Copy out the lines again without changes, starting at the line that contains "635L95 641L128 639V624L122" and ending with the line that contains "positive clicks: (121, 604)".

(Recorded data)
▬▬▬
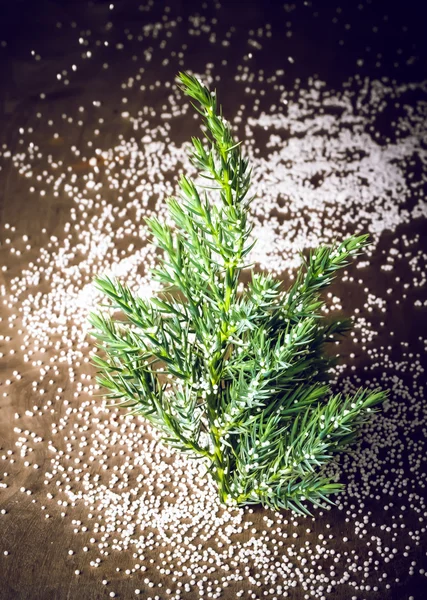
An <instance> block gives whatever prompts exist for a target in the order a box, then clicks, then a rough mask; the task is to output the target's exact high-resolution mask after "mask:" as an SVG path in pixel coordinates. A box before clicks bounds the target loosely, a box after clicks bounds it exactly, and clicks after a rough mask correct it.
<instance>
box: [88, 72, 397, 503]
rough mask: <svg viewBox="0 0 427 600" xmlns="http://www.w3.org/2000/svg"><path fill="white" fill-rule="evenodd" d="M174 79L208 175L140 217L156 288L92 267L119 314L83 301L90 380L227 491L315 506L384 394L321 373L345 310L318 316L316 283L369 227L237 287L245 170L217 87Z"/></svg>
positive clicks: (217, 484) (240, 495)
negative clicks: (139, 417)
mask: <svg viewBox="0 0 427 600" xmlns="http://www.w3.org/2000/svg"><path fill="white" fill-rule="evenodd" d="M178 81H179V84H180V88H181V90H182V91H183V92H184V94H186V95H187V96H189V97H190V98H191V99H192V101H193V102H192V104H193V106H194V107H195V108H196V110H197V111H198V112H199V113H200V114H201V115H202V117H203V124H204V135H205V137H206V140H204V141H203V142H202V141H201V140H200V139H198V138H196V137H193V138H192V148H191V155H190V158H191V161H192V164H193V165H194V166H195V167H196V168H197V169H198V172H199V175H200V176H201V177H203V178H205V179H207V180H208V181H209V183H208V185H206V186H202V185H196V183H195V182H194V181H192V180H191V179H190V178H188V177H185V176H182V177H181V180H180V182H179V187H180V193H179V196H178V197H177V198H169V199H168V200H167V205H168V210H169V213H170V216H171V217H172V219H173V221H174V226H173V227H170V226H168V225H165V224H163V223H161V222H160V221H159V220H158V219H157V218H155V217H151V218H148V219H147V225H148V226H149V228H150V230H151V232H152V234H153V236H154V239H155V241H156V243H157V245H158V246H159V247H160V248H161V249H162V250H163V253H162V258H161V259H159V265H158V268H155V269H154V270H153V272H152V276H153V277H154V278H155V279H156V280H157V281H158V282H160V284H161V290H160V292H159V293H158V294H157V295H156V296H154V297H152V298H150V299H142V298H140V297H137V296H135V295H134V294H133V293H132V292H131V290H130V289H129V288H128V287H127V286H125V285H123V284H121V283H120V282H118V281H113V280H111V279H110V278H108V277H106V276H104V277H100V278H97V279H96V280H95V282H96V286H97V287H98V289H100V290H101V291H102V292H104V293H105V294H106V296H107V297H108V298H109V304H108V306H110V307H111V308H112V309H114V310H117V309H118V310H120V311H121V313H122V314H121V318H120V319H118V318H113V316H112V315H113V313H112V312H111V311H104V312H99V313H98V314H95V313H92V314H91V317H90V322H91V324H92V325H93V327H94V330H93V336H94V337H95V338H96V339H97V340H98V345H99V348H100V349H102V350H103V352H104V354H105V358H100V357H99V356H98V355H97V354H94V355H93V361H94V364H95V365H96V366H97V367H98V368H99V369H100V371H99V375H98V378H97V381H98V383H99V384H101V385H102V386H104V387H105V388H107V390H108V393H107V397H109V398H110V399H114V401H115V403H118V404H120V405H121V406H124V407H129V408H130V409H131V412H133V413H135V414H138V415H142V416H143V417H145V418H146V419H147V420H148V421H149V422H150V423H151V424H152V425H153V426H154V427H156V428H157V429H158V430H159V431H160V432H161V434H162V436H163V439H164V441H165V442H167V443H169V444H170V445H172V446H173V447H175V448H178V449H179V450H181V451H183V452H187V453H189V455H190V456H192V457H195V458H201V459H202V460H204V461H205V462H206V466H207V471H208V472H209V473H210V475H211V476H212V477H213V478H214V480H215V481H216V482H217V485H218V491H219V495H220V499H221V501H222V502H226V501H234V502H235V503H237V504H238V505H245V504H254V503H261V504H263V505H264V506H268V507H271V508H274V509H279V508H290V509H292V510H294V511H296V512H298V513H304V514H310V513H309V509H308V508H307V502H311V503H312V504H314V505H315V506H323V505H324V504H325V503H326V502H332V501H331V499H330V495H331V494H334V493H336V492H339V491H340V490H341V489H342V486H341V485H340V484H339V483H336V482H333V481H331V480H329V479H328V478H327V477H326V476H325V473H324V471H325V469H324V467H325V466H326V465H327V463H328V462H330V461H331V460H332V458H333V456H334V454H336V453H337V452H340V451H344V450H345V449H346V448H347V447H348V444H349V443H350V442H352V441H353V440H354V438H355V437H356V436H357V434H358V432H359V431H360V426H361V425H362V424H363V423H364V422H365V421H367V419H369V416H370V413H372V412H373V411H375V410H376V408H375V406H376V405H378V404H379V403H380V402H382V401H383V400H384V398H385V396H386V393H385V392H382V391H381V390H379V389H375V390H365V389H360V390H359V391H357V393H355V394H353V395H344V396H343V395H341V394H336V395H334V394H332V392H331V388H330V385H329V383H328V379H329V377H328V373H329V372H330V369H331V366H332V364H333V360H334V359H332V358H331V357H330V356H328V354H327V352H325V347H326V345H327V344H328V343H329V342H333V341H334V340H336V339H337V337H338V336H340V335H342V334H343V333H344V332H345V331H346V330H347V329H348V328H349V321H348V320H345V321H339V320H327V319H325V317H324V313H323V314H322V307H323V304H324V301H323V300H322V298H321V292H322V290H323V289H324V288H325V287H327V286H328V285H329V284H330V283H331V281H332V280H333V279H334V277H335V274H336V271H338V269H341V268H342V267H344V266H345V265H347V264H348V262H349V259H350V258H352V257H354V256H356V255H357V254H359V253H360V252H361V251H362V250H363V248H364V247H365V246H366V243H367V236H365V235H363V236H358V237H355V236H353V237H350V238H348V239H346V240H345V241H342V242H341V243H337V244H335V245H332V246H322V247H319V248H318V249H317V250H316V251H315V252H312V253H310V254H309V256H308V257H307V258H304V257H303V258H302V266H301V268H300V270H299V273H298V275H297V277H296V280H295V282H294V284H293V285H292V286H291V288H290V289H288V290H283V289H282V284H281V282H280V281H278V280H276V279H275V278H273V277H272V276H271V274H260V273H255V272H254V271H253V269H251V272H250V281H249V283H248V284H246V286H243V291H241V290H240V288H239V290H238V286H239V282H240V279H241V278H240V275H241V273H242V270H243V269H244V268H247V267H249V266H250V265H246V264H245V259H246V257H247V255H248V254H249V252H250V251H251V249H252V247H253V244H254V243H255V242H251V241H250V234H251V231H252V227H251V226H250V224H249V223H248V212H249V211H248V209H249V205H250V203H251V200H252V199H253V198H251V197H249V196H248V192H249V189H250V180H251V170H250V169H249V168H248V160H247V159H245V158H243V157H242V155H241V149H240V145H239V143H236V142H235V141H234V139H233V137H232V134H231V130H230V126H229V125H228V124H227V122H226V121H225V120H224V119H223V117H222V114H221V108H220V107H219V106H218V104H217V99H216V94H215V93H212V92H211V91H209V89H208V88H207V87H205V86H204V85H202V84H201V83H200V82H199V81H198V80H197V79H196V78H195V77H192V76H190V75H188V74H186V73H180V74H179V76H178ZM207 190H210V191H209V193H208V192H207ZM215 195H216V201H215V200H214V199H212V196H215Z"/></svg>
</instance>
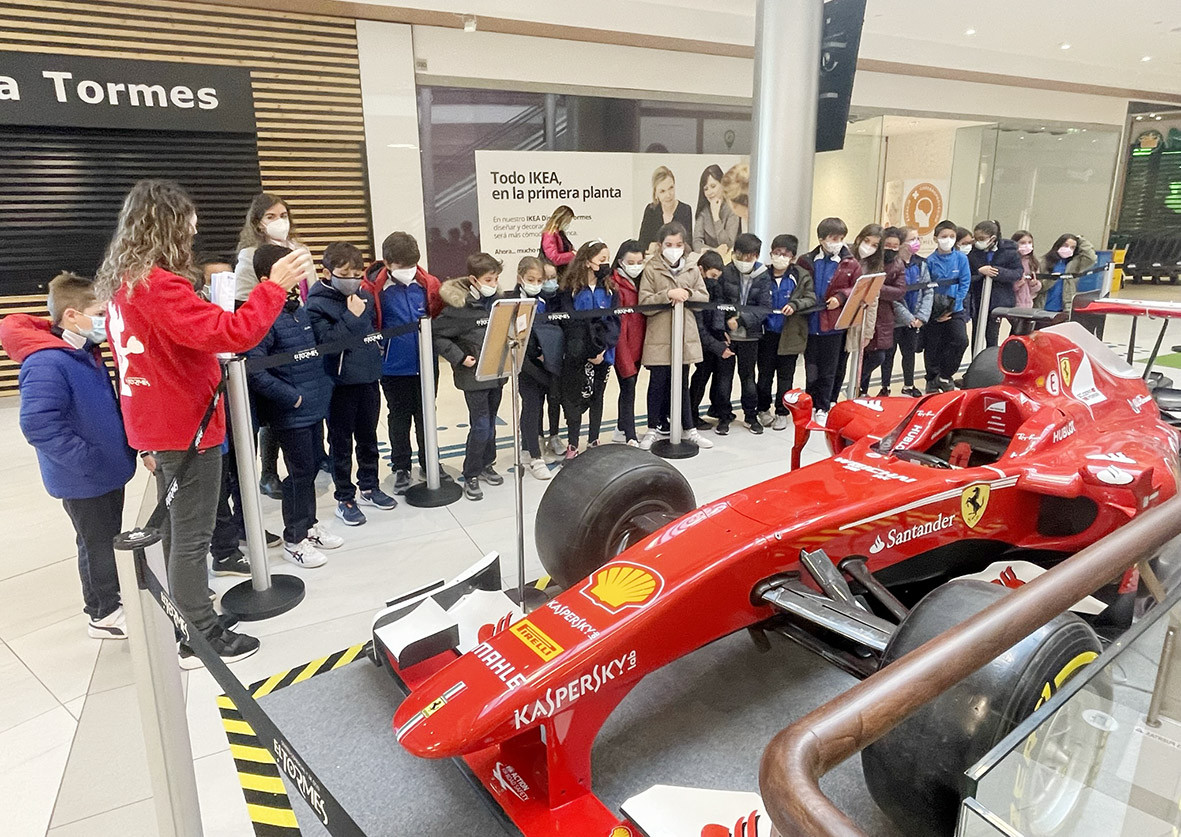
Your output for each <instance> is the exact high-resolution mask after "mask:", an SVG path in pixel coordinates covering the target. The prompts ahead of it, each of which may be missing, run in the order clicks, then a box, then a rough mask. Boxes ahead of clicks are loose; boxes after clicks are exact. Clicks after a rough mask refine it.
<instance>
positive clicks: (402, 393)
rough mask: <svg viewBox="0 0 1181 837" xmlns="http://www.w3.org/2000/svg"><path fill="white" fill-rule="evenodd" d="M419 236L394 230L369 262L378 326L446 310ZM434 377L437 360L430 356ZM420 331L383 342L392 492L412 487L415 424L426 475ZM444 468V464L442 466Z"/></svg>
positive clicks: (409, 321) (396, 324) (383, 355)
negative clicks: (412, 457)
mask: <svg viewBox="0 0 1181 837" xmlns="http://www.w3.org/2000/svg"><path fill="white" fill-rule="evenodd" d="M420 257H422V255H420V254H419V251H418V242H417V241H416V240H415V236H412V235H410V234H409V233H391V234H390V235H387V236H386V238H385V241H384V242H381V261H379V262H374V263H373V264H371V266H370V268H368V270H367V272H366V274H365V282H364V283H363V285H361V287H363V288H364V289H365V290H366V292H368V294H370V295H371V296H373V297H374V299H376V300H377V305H376V306H374V310H373V314H374V316H376V320H377V328H378V331H380V329H384V328H393V327H396V326H407V325H410V323H412V322H416V321H418V320H420V319H423V318H424V316H430V318H432V319H433V318H436V316H438V315H439V312H441V310H443V300H442V299H439V281H438V280H437V279H435V276H432V275H431V274H429V273H426V270H424V269H423V268H422V266H420V264H419V263H418V260H419V259H420ZM429 360H430V362H431V364H432V366H433V372H435V380H436V381H437V380H438V361H437V360H436V358H433V357H431V358H430V359H429ZM419 368H420V367H419V358H418V335H417V334H413V333H410V334H400V335H398V336H396V338H390V339H387V340H385V341H384V342H383V344H381V392H383V393H384V394H385V405H386V410H387V411H389V412H387V416H386V426H387V430H389V434H390V464H391V466H392V467H393V492H394V493H396V495H402V493H405V492H406V489H409V488H410V482H411V480H410V465H411V458H412V455H413V449H412V447H411V444H410V425H411V423H413V425H415V440H416V443H417V444H418V466H419V469H422V470H423V478H424V479H425V478H426V475H425V469H426V443H425V442H424V438H425V434H424V430H423V390H422V381H420V379H419V375H418V371H419ZM441 470H442V469H441Z"/></svg>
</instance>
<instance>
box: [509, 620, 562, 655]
mask: <svg viewBox="0 0 1181 837" xmlns="http://www.w3.org/2000/svg"><path fill="white" fill-rule="evenodd" d="M509 633H510V634H513V635H515V636H516V637H517V639H518V640H521V641H522V642H524V643H526V645H527V646H529V648H530V649H531V650H533V653H534V654H536V655H537V656H540V658H541V659H542V660H544V661H546V662H549V661H550V660H553V659H554V658H555V656H557V655H559V654H561V653H562V652H563V650H565V648H562V647H561V646H560V645H557V643H556V642H554V641H553V640H552V639H549V636H547V635H546V632H544V630H542V629H541V628H539V627H537V626H536V625H534V623H533V622H530V621H529V620H528V619H522V620H521V621H520V622H517V623H516V625H514V626H513V627H511V628H509Z"/></svg>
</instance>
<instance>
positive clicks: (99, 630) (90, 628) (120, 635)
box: [86, 604, 128, 640]
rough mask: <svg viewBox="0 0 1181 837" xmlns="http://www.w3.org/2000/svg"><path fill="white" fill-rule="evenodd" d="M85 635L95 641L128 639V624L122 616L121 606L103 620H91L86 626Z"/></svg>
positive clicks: (121, 604)
mask: <svg viewBox="0 0 1181 837" xmlns="http://www.w3.org/2000/svg"><path fill="white" fill-rule="evenodd" d="M86 633H87V634H90V635H91V637H93V639H96V640H125V639H128V623H126V620H125V619H124V616H123V606H122V604H120V606H119V607H117V608H115V610H112V612H111V613H109V614H106V615H105V616H103V619H92V620H90V625H87V626H86Z"/></svg>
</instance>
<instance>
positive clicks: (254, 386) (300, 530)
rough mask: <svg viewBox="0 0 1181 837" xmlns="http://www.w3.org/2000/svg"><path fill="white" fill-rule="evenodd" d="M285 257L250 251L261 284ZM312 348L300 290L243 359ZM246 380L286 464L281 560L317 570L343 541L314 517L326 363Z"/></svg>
mask: <svg viewBox="0 0 1181 837" xmlns="http://www.w3.org/2000/svg"><path fill="white" fill-rule="evenodd" d="M288 253H289V250H288V249H286V248H283V247H279V246H278V244H262V246H260V247H259V249H257V250H255V251H254V273H255V274H256V275H257V276H259V280H260V281H265V280H266V279H268V277H269V276H270V269H272V268H273V267H274V264H275V262H276V261H279V260H280V259H282V257H283V256H286V255H287V254H288ZM314 346H315V332H313V331H312V322H311V318H309V316H308V313H307V309H306V308H304V306H301V305H300V301H299V288H292V292H291V293H289V294H288V295H287V302H286V303H285V305H283V309H282V312H281V313H280V314H279V318H278V319H276V320H275V325H273V326H272V327H270V331H269V332H267V335H266V336H265V338H262V342H260V344H259V345H257V346H255V347H254V348H252V349H250V351H249V352H247V357H249V358H261V357H266V355H268V354H293V353H296V352H304V351H306V349H309V348H313V347H314ZM249 378H250V388H252V390H253V392H254V394H255V395H256V397H257V401H259V419H260V420H261V421H262V423H263V424H267V425H268V426H269V427H270V431H272V433H274V436H275V439H276V442H278V443H279V450H281V451H282V453H283V463H285V464H286V465H287V479H285V480H283V483H282V486H283V498H282V503H283V557H285V558H286V560H287V561H289V562H291V563H293V564H295V565H296V567H320V565H322V564H324V563H325V562H326V561H327V558H326V557H325V556H324V552H321V551H320V550H321V549H335V548H337V547H339V545H340V544H342V543H344V540H342V538H341V537H340V536H339V535H333V534H332V532H329V531H327V530H326V529H324V527H321V525H320V524H319V523H318V522H317V517H315V475H317V471H318V470H319V453H318V451H319V447H320V445H319V442H320V423H321V421H324V419H325V417H326V416H327V413H328V403H329V401H331V400H332V379H331V378H328V374H327V372H325V370H324V361H322V360H320V359H319V358H317V357H314V358H309V359H307V360H299V361H294V362H289V364H285V365H282V366H272V367H269V368H261V370H252V371H250V372H249Z"/></svg>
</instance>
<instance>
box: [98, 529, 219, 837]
mask: <svg viewBox="0 0 1181 837" xmlns="http://www.w3.org/2000/svg"><path fill="white" fill-rule="evenodd" d="M115 563H116V568H117V569H118V573H119V593H120V595H122V597H123V613H124V616H125V619H126V623H128V646H129V650H130V652H131V665H132V667H133V669H135V674H136V699H137V700H138V702H139V720H141V724H142V727H143V733H144V744H145V745H146V754H148V776H149V778H150V779H151V787H152V800H154V803H155V806H156V826H157V830H158V831H157V833H159V835H161V836H162V837H201V835H202V833H203V832H202V829H201V805H200V803H198V800H197V777H196V773H195V772H194V770H193V745H191V744H190V741H189V722H188V719H187V717H185V713H184V691H183V688H182V687H181V667H180V665H177V658H176V633H175V628H174V627H172V622H171V621H170V620H168V619H167V617H165V616H164V613H163V612H162V610H161V609H159V608H158V607H157V606H156V600H155V599H152V595H151V594H150V593H149V591H148V590H146V589H142V588H141V586H139V574H138V571H137V567H148V568H150V569H151V571H152V573H154V574H155V575H156V576H157V577H158V578H161V580H163V578H167V577H168V575H167V573H165V571H164V549H163V544H162V543H161V538H159V535H158V534H156V532H155V531H145V530H142V529H136V530H135V531H130V532H124V534H123V535H119V536H118V537H117V538H115Z"/></svg>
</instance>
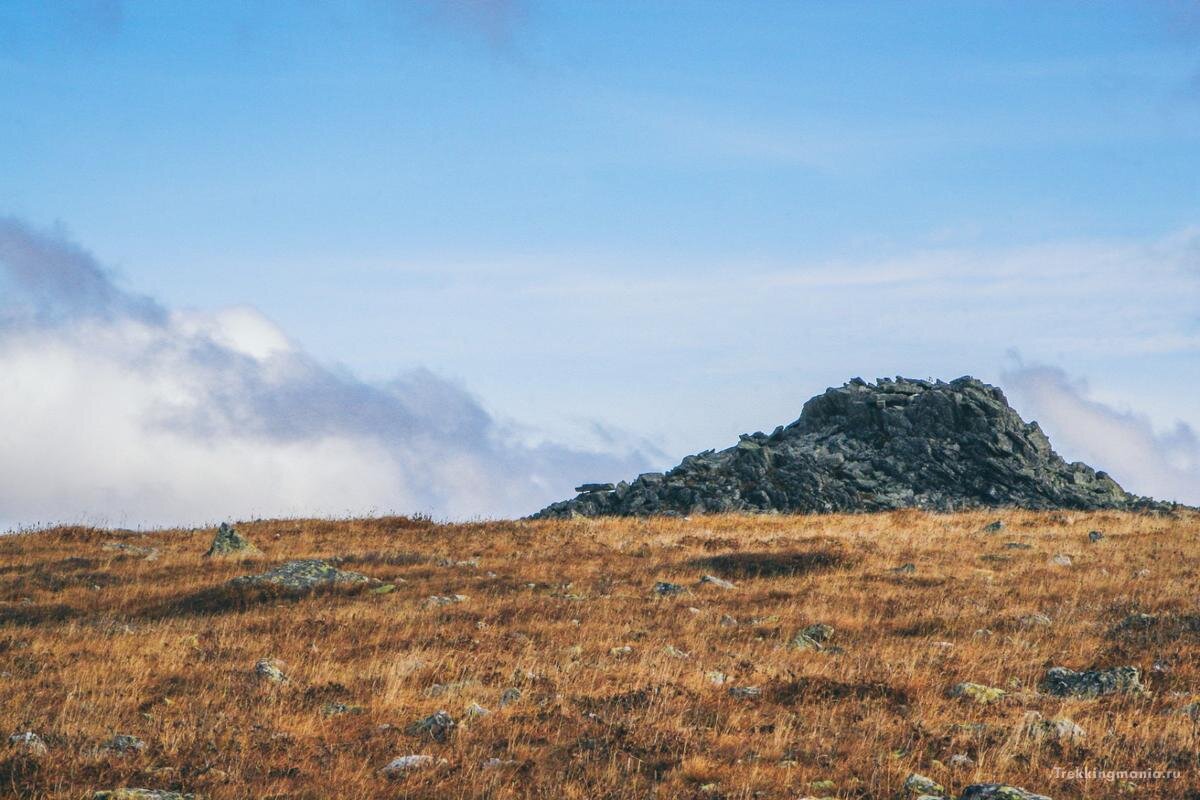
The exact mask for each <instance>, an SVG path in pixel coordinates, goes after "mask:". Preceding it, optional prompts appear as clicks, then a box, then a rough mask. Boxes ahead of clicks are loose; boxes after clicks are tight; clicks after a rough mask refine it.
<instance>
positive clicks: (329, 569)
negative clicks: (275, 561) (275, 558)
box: [229, 559, 371, 591]
mask: <svg viewBox="0 0 1200 800" xmlns="http://www.w3.org/2000/svg"><path fill="white" fill-rule="evenodd" d="M229 583H230V584H232V585H234V587H271V588H278V589H284V590H288V591H308V590H311V589H317V588H320V587H334V585H352V584H365V583H371V578H368V577H367V576H365V575H359V573H358V572H347V571H343V570H338V569H337V567H336V566H334V565H332V564H330V563H329V561H324V560H320V559H304V560H296V561H288V563H287V564H281V565H280V566H277V567H275V569H274V570H268V571H266V572H263V573H260V575H244V576H241V577H238V578H234V579H233V581H230V582H229Z"/></svg>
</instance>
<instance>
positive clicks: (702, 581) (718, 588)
mask: <svg viewBox="0 0 1200 800" xmlns="http://www.w3.org/2000/svg"><path fill="white" fill-rule="evenodd" d="M700 582H701V583H707V584H709V585H713V587H716V588H718V589H734V588H737V587H736V584H734V583H733V582H732V581H726V579H725V578H718V577H716V576H715V575H706V576H702V577H701V578H700Z"/></svg>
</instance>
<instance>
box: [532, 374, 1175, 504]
mask: <svg viewBox="0 0 1200 800" xmlns="http://www.w3.org/2000/svg"><path fill="white" fill-rule="evenodd" d="M580 488H581V489H584V491H583V492H581V493H580V495H578V497H576V498H574V499H571V500H564V501H560V503H556V504H553V505H551V506H548V507H546V509H544V510H542V511H540V512H538V513H535V515H534V517H535V518H563V517H571V516H588V517H590V516H604V515H617V516H631V515H685V513H702V512H731V511H749V512H755V511H757V512H764V511H780V512H798V513H806V512H833V511H887V510H893V509H907V507H916V509H928V510H934V511H954V510H965V509H984V507H1021V509H1079V510H1098V509H1120V510H1168V509H1171V507H1174V506H1171V505H1170V504H1163V503H1156V501H1153V500H1150V499H1147V498H1140V497H1136V495H1132V494H1129V493H1127V492H1126V491H1124V489H1122V488H1121V487H1120V486H1118V485H1117V483H1116V481H1114V480H1112V479H1111V477H1109V475H1108V474H1105V473H1102V471H1097V470H1094V469H1092V468H1091V467H1088V465H1087V464H1082V463H1078V462H1076V463H1070V464H1068V463H1067V462H1064V461H1063V459H1062V458H1061V457H1060V456H1058V455H1057V453H1055V452H1054V450H1052V449H1051V447H1050V440H1049V439H1046V437H1045V434H1044V433H1043V432H1042V429H1040V428H1039V427H1038V423H1037V422H1025V421H1024V420H1022V419H1021V417H1020V415H1018V414H1016V411H1014V410H1013V408H1012V407H1009V404H1008V402H1007V399H1006V398H1004V395H1003V392H1001V390H1000V389H997V387H995V386H989V385H988V384H984V383H980V381H979V380H976V379H973V378H959V379H958V380H953V381H950V383H944V381H941V380H938V381H929V380H912V379H906V378H896V379H895V380H890V379H881V380H878V381H876V383H874V384H868V383H865V381H863V380H860V379H858V378H856V379H854V380H851V381H850V383H847V384H846V385H844V386H841V387H838V389H829V390H828V391H826V392H824V393H823V395H818V396H817V397H814V398H812V399H810V401H809V402H808V403H805V404H804V409H803V411H802V413H800V417H799V419H798V420H797V421H794V422H792V423H791V425H788V426H786V427H779V428H775V431H774V432H773V433H769V434H766V433H754V434H744V435H743V437H742V438H740V440H739V441H738V444H736V445H734V446H732V447H728V449H727V450H722V451H719V452H715V451H710V450H709V451H706V452H702V453H698V455H695V456H688V457H686V458H684V459H683V462H682V463H680V464H679V465H678V467H676V468H674V469H672V470H671V471H668V473H666V474H661V473H649V474H644V475H641V476H638V477H637V479H635V480H634V481H632V482H625V481H622V482H620V483H617V485H616V486H612V487H611V488H610V485H606V483H586V485H583V486H581V487H580Z"/></svg>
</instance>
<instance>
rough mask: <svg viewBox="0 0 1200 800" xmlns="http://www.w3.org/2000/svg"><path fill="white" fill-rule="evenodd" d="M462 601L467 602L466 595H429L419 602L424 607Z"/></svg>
mask: <svg viewBox="0 0 1200 800" xmlns="http://www.w3.org/2000/svg"><path fill="white" fill-rule="evenodd" d="M463 602H467V595H430V596H428V597H426V599H425V602H424V603H421V604H422V606H424V607H425V608H442V607H444V606H454V604H456V603H463Z"/></svg>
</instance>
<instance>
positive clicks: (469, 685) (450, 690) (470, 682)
mask: <svg viewBox="0 0 1200 800" xmlns="http://www.w3.org/2000/svg"><path fill="white" fill-rule="evenodd" d="M475 686H479V681H478V680H451V681H449V682H446V684H432V685H430V687H428V688H426V690H425V691H424V692H421V693H422V694H425V697H443V696H445V694H452V693H454V692H461V691H462V690H464V688H473V687H475Z"/></svg>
▬▬▬
__RESULT OF THIS TASK__:
rough mask: <svg viewBox="0 0 1181 837" xmlns="http://www.w3.org/2000/svg"><path fill="white" fill-rule="evenodd" d="M85 635L95 641L128 639V624L122 616L121 606L103 620H91L86 626Z"/></svg>
positive clicks: (121, 604)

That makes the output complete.